— begin DATASET ROWS —
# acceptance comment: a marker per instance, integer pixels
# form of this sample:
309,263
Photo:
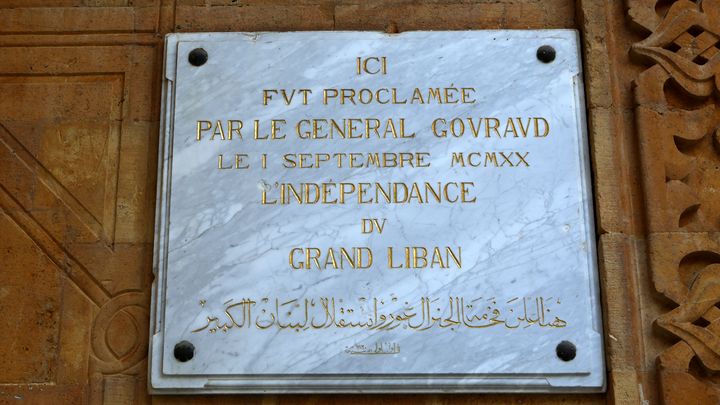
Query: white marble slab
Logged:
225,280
— end DATASET ROWS —
— begin DATASET ROWS —
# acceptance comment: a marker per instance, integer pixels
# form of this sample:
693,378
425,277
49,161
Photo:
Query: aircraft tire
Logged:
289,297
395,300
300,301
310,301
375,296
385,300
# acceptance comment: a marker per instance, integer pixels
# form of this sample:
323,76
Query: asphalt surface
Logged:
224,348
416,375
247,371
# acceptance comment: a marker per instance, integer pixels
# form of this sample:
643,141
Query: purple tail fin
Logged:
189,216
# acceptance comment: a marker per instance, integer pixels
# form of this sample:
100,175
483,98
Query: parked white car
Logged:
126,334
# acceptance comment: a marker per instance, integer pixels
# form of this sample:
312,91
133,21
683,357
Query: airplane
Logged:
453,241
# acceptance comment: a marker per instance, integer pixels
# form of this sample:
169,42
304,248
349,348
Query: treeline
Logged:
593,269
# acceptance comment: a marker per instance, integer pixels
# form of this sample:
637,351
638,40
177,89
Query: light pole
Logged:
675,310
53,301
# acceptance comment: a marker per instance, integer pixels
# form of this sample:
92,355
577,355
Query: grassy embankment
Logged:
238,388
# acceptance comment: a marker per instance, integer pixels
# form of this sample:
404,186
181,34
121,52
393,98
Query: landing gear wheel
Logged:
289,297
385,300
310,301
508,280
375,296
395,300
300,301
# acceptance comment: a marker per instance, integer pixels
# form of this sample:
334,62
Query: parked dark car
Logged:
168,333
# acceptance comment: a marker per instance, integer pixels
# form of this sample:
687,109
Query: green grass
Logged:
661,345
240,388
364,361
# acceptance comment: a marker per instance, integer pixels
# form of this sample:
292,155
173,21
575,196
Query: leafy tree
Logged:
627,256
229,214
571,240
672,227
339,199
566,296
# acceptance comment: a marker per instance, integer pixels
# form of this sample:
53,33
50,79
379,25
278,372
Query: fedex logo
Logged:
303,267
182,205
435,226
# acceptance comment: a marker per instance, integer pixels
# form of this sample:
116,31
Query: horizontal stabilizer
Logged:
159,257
— end DATASET ROWS —
— begin DATASET ROWS —
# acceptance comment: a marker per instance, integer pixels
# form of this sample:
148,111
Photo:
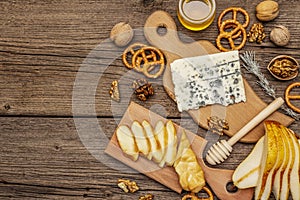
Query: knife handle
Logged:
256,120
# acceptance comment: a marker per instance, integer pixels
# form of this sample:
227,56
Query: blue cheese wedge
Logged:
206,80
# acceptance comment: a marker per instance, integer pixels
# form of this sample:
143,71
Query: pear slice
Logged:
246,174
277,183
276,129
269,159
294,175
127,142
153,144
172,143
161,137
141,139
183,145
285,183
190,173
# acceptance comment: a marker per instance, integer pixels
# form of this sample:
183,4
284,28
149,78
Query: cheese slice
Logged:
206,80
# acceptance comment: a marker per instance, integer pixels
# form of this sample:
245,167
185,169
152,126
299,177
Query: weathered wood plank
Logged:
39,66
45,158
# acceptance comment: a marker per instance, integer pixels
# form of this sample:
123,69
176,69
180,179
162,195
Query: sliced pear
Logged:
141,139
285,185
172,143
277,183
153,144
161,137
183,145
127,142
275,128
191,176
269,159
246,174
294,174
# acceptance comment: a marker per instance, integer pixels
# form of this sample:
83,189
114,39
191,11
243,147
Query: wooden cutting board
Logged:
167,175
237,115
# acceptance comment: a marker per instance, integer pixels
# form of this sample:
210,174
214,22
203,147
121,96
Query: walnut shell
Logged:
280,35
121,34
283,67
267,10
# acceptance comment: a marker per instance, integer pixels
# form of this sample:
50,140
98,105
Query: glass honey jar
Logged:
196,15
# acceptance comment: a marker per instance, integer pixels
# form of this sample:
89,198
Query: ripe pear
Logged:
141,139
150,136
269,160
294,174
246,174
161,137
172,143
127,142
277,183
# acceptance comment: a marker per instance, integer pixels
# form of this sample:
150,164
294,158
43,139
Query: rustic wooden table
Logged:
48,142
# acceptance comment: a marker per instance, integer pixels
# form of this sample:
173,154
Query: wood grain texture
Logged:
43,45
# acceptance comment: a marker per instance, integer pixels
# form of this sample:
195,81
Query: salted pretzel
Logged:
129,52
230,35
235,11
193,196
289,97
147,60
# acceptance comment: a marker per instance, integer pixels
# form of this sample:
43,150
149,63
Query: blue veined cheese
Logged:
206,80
— end DATASET ROWS —
DO THIS: Report every line in the entries above that contains the word "blue", copying each such line in full.

EXPECTED ANSWER:
Query: blue cheese wedge
Query: blue veined cheese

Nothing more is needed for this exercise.